Objective:
Set out the records as a numbered list, leaving out blank lines. Cover only the stretch from the line that contains "Practice. Locate the hockey" through the end of the records, both ends included.

####

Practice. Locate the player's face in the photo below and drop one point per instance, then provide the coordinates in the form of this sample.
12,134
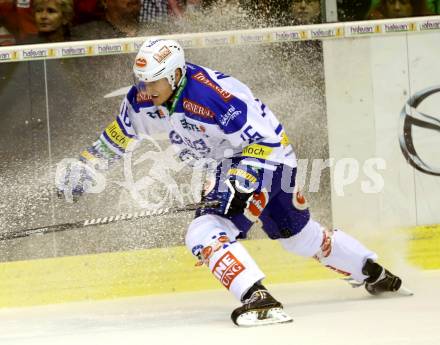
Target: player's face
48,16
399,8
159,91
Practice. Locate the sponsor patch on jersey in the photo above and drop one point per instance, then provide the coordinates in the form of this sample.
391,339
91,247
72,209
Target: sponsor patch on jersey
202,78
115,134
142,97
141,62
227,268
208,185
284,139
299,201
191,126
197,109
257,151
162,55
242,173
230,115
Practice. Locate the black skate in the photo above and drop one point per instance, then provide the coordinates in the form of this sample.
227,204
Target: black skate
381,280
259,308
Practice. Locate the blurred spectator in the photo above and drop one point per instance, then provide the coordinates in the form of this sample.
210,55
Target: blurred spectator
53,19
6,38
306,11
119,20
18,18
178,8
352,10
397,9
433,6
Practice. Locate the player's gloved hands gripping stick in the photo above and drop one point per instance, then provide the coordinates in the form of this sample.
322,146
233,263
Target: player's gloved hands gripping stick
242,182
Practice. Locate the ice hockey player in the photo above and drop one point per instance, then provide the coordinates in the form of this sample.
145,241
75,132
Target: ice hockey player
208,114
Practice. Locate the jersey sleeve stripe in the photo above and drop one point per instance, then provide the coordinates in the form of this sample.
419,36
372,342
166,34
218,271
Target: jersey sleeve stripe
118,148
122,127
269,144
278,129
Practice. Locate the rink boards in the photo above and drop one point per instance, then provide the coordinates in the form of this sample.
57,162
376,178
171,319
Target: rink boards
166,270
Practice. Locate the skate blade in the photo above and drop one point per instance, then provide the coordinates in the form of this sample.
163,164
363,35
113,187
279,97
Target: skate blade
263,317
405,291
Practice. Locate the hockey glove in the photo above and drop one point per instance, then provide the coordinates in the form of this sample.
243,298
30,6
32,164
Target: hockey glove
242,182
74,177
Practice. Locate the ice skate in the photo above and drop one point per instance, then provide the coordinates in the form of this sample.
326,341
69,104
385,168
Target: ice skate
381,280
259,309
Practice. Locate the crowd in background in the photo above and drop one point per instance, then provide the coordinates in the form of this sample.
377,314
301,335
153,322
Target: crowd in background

####

Task solution:
1. Practice. Locate the hockey glove in the photo above and drop one point per instance, then provide the coordinates in the form of this sample.
2. 243,298
3. 30,6
4. 32,164
5. Target: hockey glove
6. 242,182
7. 74,177
8. Practice. Locate the ice skate in the photo above and drop one point per instance, then provide the coordinates in the form of this sample.
9. 326,341
10. 69,104
11. 385,168
12. Target: ice skate
13. 381,280
14. 259,309
15. Practice. Locate the crowd in background in the photo above and drop one point per instance, then provide the coordinates in the form of this sample.
16. 377,314
17. 301,335
18. 153,322
19. Target: crowd in background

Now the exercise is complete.